TEXT SEGMENT —
= = = =

From a coder's high level view, what is involved in finding a specified text and replacing it by something else?
What are the main steps in doing this?
Thank you for your time.
It's a tad complicated.
1) Extract the object with the text you want. This may require you to read in the xref table or Xref stream.
2) In the unlikely event the text is simply in string objects, or has an /ActualText flag, extract the strings directly from between ( and )
3) In the more likely event that the object is compressed, decompress it. Usually this will use FlateDecoding, so you'll need access to a zlib function unless you're the type of masohist who wants to write one him/herself.
4) If the object has a predictor, "unpredict" it. See my other post about this.
5) Map the text to Unicode via a CMap, either embedded or standard. See Annex D of the PDF Specification for info on standard encodings. See section 9.10.3 of the PDF specification for more information on non-standard maps. (That will lead you to still other spec. docs.)
Thank you for the overview.
It sounds, from my newbie perspective that there is lot of reading in front of me.
Heck, I never programmed anything against PDF or Acrobat.
I actually started to read the PDF reference and am now at the FlateDecoding part.
Its the kind of document I have to read a couple of times... .. the marinating process will take time...
Section 3.4.3 tells me
"The cross-reference table contains information that permits random access to indirect objects within the file so that the entire file need not be read to locate any particular object."
So I see now part of what you meant (at first it was all unknown terminology to me).
I read that I may have, if I actually wanted to replace a text or a graphics, to update the xref tables.
Does that mean the physical byte offset is hard coded for any object?
I think this is what they say:
"The format of an in-use entry is
nnnnnnnnnn ggggg n eol
nnnnnnnnnn is a 10-digit byte offset
ggggg is a 5-digit generation number
n is a literal keyword identifying this as an in-use entry
eol is a 2-character end-of-line sequence
The byte offset is a 10-digit number, padded with leading zeros if necessary, giving the number of bytes from the beginning of the file to the beginning of the object.
Could you share if you want, how you would go about recalculating all the offsets? (and is there more to do ?)

= = = =

[Box-labeled dataset extracts]

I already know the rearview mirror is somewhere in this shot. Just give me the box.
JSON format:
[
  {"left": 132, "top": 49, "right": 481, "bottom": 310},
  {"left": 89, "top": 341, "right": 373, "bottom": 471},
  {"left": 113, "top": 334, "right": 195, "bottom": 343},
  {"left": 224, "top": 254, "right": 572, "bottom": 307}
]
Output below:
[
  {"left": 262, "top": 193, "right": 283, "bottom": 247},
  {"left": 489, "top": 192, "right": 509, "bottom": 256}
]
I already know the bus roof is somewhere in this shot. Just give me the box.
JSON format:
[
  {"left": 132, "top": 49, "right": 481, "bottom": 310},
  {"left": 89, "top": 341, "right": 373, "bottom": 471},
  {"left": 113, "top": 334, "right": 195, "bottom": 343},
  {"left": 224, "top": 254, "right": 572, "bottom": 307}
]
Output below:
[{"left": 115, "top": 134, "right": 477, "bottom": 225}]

= = = =

GOALS —
1. In the thread on replacing text in a PDF, what decoding does a compressed object usually use?
2. Rewrite the stretch of the listing from the line containing "I already know the bus" through the end of the listing, changing "bus roof" to "bus windshield" and keeping everything else the same.
The thread and the listing have nothing to do with each other.

ANSWERS TO THE EXERCISES —
1. FlateDecoding.

2.
I already know the bus windshield is somewhere in this shot. Just give me the box.
JSON format:
[
  {"left": 132, "top": 49, "right": 481, "bottom": 310},
  {"left": 89, "top": 341, "right": 373, "bottom": 471},
  {"left": 113, "top": 334, "right": 195, "bottom": 343},
  {"left": 224, "top": 254, "right": 572, "bottom": 307}
]
Output below:
[{"left": 115, "top": 134, "right": 477, "bottom": 225}]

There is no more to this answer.